(Excerpts of pointing data)
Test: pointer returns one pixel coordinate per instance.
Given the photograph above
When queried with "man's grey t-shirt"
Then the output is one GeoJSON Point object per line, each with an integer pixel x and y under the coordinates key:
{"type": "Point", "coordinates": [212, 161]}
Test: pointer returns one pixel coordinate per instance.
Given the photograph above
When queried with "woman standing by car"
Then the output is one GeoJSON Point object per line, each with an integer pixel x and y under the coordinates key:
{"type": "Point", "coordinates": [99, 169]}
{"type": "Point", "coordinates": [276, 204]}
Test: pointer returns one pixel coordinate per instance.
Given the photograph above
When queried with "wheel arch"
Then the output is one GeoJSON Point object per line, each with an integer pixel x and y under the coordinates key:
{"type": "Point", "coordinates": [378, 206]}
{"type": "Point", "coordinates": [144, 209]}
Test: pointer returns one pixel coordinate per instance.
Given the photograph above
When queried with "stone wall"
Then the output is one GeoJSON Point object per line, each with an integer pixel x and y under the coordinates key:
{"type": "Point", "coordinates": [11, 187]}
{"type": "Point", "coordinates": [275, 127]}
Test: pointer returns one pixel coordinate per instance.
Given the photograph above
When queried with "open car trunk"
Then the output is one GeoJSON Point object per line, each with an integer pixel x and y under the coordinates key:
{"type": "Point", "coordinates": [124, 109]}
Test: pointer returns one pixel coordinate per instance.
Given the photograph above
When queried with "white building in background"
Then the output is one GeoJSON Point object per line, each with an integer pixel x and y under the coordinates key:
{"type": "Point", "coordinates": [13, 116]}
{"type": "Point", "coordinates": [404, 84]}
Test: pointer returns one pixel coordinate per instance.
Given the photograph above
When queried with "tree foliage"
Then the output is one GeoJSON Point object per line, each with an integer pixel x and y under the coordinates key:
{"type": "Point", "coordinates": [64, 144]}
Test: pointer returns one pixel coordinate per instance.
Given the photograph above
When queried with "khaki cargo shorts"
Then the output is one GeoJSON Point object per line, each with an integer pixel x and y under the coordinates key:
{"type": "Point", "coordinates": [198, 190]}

WHAT TO DO:
Retype the records in full. Keep every line identical to the original.

FINISHED EXERCISE:
Test: pointer returns one pixel coordinate per instance.
Given the photograph above
When queried with "man's grey t-shirt"
Then the output is one GeoJSON Point object per line, each with an integer pixel x and y under the coordinates key:
{"type": "Point", "coordinates": [212, 161]}
Test: pointer returns one pixel coordinate per instance.
Given the photograph above
When queried with "woman standing by car"
Then the output is one GeoJSON Point object per line, each with an integer pixel x and y under the coordinates key:
{"type": "Point", "coordinates": [99, 169]}
{"type": "Point", "coordinates": [276, 204]}
Test: pointer returns one pixel coordinate per instance.
Given the photograph above
When queried with "wheel arch"
Then the output is one GeoJSON Point object per line, each with an integer pixel x and y under the coordinates key:
{"type": "Point", "coordinates": [378, 206]}
{"type": "Point", "coordinates": [144, 209]}
Test: pointer returns one pixel coordinate per instance.
Given the photograph above
When queried with "stone wall"
Then the output is one GeoJSON Point object per line, each with an integer pixel x and y under the coordinates key:
{"type": "Point", "coordinates": [11, 187]}
{"type": "Point", "coordinates": [275, 127]}
Test: pointer returns one pixel coordinate per instance.
Given the photograph above
When queried with "open car trunk"
Then the output is one GeoJSON Point object per line, each with an integer pixel x and y under the coordinates key:
{"type": "Point", "coordinates": [124, 109]}
Test: pointer returns one pixel coordinate per instance.
Given the photograph above
When queried with "white building in background"
Then the output is one GeoJSON Point object per line, each with an integer pixel x and y under the coordinates key:
{"type": "Point", "coordinates": [13, 116]}
{"type": "Point", "coordinates": [404, 84]}
Test: pointer returns one pixel coordinate per instance.
Given the photograph above
When queried with "tree foliage"
Then the output is one GeoJSON Point object per line, each with an integer pixel x and y under the coordinates key:
{"type": "Point", "coordinates": [64, 144]}
Test: pointer returns one pixel coordinate per instance.
Given the photograph above
When queried with "khaki cargo shorts"
Then the output is one GeoJSON Point object per line, each with an integer pixel x and y under the coordinates key:
{"type": "Point", "coordinates": [198, 190]}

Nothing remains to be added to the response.